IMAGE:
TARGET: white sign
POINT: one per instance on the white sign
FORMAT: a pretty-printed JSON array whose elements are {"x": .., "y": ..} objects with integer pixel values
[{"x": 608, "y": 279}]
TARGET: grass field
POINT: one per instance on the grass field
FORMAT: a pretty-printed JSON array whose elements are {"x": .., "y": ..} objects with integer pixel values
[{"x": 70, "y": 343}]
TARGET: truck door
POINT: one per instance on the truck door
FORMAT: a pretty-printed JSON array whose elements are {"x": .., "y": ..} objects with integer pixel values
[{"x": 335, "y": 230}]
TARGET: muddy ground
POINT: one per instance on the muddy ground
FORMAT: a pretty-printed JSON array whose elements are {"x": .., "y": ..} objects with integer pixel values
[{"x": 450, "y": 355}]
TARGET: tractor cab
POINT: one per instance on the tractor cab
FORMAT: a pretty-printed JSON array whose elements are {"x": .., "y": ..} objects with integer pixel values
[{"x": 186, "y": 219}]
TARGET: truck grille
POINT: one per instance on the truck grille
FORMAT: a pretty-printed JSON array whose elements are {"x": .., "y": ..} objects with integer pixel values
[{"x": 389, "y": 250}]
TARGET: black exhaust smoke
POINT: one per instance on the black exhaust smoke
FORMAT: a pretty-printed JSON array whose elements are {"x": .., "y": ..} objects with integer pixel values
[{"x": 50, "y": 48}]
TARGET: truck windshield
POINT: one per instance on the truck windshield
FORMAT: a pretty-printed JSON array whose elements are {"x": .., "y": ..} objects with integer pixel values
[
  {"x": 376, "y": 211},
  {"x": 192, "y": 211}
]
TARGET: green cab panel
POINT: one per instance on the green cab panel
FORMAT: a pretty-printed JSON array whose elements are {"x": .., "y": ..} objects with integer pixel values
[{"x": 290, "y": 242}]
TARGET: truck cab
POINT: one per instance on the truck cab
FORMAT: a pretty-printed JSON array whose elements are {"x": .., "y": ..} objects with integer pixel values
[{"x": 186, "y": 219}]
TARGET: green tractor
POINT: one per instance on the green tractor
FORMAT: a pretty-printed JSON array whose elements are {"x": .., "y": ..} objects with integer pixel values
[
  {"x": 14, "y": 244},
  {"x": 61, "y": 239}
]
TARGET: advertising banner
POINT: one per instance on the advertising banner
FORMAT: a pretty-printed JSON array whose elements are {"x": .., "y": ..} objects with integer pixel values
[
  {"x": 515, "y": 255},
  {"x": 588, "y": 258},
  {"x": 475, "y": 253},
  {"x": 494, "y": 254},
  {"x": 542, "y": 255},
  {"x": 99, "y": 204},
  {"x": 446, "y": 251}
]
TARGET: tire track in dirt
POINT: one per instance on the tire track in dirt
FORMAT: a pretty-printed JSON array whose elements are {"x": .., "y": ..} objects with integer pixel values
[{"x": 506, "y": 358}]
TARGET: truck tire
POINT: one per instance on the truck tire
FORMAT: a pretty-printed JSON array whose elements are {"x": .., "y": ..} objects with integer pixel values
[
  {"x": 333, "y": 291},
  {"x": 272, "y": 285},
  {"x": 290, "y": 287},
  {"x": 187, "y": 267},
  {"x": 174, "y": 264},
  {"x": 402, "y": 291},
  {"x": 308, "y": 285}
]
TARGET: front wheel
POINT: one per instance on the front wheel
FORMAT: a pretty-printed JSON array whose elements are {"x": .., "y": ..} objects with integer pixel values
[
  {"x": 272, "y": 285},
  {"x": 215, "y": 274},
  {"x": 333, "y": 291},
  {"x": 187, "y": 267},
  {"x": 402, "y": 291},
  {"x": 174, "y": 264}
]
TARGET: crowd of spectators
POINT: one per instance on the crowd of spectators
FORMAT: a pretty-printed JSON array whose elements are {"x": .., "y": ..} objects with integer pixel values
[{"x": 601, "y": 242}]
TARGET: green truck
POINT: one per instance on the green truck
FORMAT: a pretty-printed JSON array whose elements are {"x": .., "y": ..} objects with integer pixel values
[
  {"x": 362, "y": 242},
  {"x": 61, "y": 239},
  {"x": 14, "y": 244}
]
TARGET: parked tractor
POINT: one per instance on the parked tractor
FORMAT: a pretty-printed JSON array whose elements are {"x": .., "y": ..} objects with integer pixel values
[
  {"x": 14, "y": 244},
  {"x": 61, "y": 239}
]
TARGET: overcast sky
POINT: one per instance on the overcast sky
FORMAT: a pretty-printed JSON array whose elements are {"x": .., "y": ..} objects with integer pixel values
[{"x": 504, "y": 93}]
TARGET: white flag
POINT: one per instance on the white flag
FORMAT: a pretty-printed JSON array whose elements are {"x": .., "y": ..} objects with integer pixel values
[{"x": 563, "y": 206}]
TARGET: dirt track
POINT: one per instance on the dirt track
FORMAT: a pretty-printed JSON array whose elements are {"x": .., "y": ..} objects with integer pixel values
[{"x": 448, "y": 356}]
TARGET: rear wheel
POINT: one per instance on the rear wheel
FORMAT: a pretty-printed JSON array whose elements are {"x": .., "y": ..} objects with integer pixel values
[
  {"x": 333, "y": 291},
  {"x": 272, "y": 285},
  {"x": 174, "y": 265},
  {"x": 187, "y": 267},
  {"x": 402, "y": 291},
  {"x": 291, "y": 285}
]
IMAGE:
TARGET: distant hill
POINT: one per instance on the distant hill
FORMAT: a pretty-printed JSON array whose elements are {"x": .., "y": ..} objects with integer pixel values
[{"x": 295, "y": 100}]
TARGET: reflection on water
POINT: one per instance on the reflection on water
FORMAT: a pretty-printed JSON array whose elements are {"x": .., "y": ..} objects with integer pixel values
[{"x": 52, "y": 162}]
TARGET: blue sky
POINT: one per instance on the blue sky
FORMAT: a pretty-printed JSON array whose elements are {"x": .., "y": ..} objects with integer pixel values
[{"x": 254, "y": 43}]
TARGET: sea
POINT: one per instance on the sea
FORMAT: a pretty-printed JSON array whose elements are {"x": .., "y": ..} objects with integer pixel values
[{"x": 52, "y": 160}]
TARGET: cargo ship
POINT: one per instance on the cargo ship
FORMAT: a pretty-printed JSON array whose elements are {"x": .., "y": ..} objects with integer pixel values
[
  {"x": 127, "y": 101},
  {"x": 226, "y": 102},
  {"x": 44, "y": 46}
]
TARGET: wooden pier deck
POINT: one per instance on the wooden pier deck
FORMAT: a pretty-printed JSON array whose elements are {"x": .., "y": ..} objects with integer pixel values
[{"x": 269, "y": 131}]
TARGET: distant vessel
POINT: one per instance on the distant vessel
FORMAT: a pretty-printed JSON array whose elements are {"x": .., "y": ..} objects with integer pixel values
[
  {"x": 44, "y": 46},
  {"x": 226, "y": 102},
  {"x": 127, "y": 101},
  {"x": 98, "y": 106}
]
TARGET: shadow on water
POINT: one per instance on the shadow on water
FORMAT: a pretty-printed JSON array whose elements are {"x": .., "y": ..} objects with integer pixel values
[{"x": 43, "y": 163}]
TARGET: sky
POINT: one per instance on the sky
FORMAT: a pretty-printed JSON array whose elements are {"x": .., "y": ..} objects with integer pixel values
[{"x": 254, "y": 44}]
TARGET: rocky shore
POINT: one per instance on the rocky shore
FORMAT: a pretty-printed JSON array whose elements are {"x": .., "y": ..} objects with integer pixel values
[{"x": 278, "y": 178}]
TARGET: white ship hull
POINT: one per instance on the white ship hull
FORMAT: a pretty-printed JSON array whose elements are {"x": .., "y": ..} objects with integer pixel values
□ □ □ □ □
• HOW TO COMPLETE THIS TASK: Please set down again, word for word, only the lines from the start of the entries through the line with "TARGET: grass field", both ends included.

• RESPONSE FOR THIS EXERCISE:
IMAGE:
TARGET: white sign
POINT: one per instance on the white sign
FORMAT: a pretty-printed JSON array whose elements are {"x": .., "y": ..} objects with integer pixel values
[{"x": 608, "y": 279}]
TARGET: grass field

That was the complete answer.